Data entries:
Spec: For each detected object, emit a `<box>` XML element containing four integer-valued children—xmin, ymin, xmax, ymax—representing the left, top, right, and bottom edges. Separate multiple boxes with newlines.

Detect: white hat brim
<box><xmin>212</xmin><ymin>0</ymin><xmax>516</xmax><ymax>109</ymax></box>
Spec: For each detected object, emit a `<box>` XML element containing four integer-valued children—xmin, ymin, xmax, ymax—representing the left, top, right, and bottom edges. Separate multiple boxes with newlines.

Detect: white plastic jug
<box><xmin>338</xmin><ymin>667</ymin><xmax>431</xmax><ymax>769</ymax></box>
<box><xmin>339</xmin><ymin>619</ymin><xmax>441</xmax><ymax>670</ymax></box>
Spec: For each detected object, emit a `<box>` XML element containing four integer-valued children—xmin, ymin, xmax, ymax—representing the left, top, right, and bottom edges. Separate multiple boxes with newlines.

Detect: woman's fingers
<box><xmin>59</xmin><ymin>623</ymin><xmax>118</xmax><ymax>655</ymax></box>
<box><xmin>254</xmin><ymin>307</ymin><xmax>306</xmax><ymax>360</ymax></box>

*Exercise aim:* Collect every line of the items above that contains the word "white", and copy each such line in full.

*Response below:*
Detect: white hat brim
Detect: white plastic jug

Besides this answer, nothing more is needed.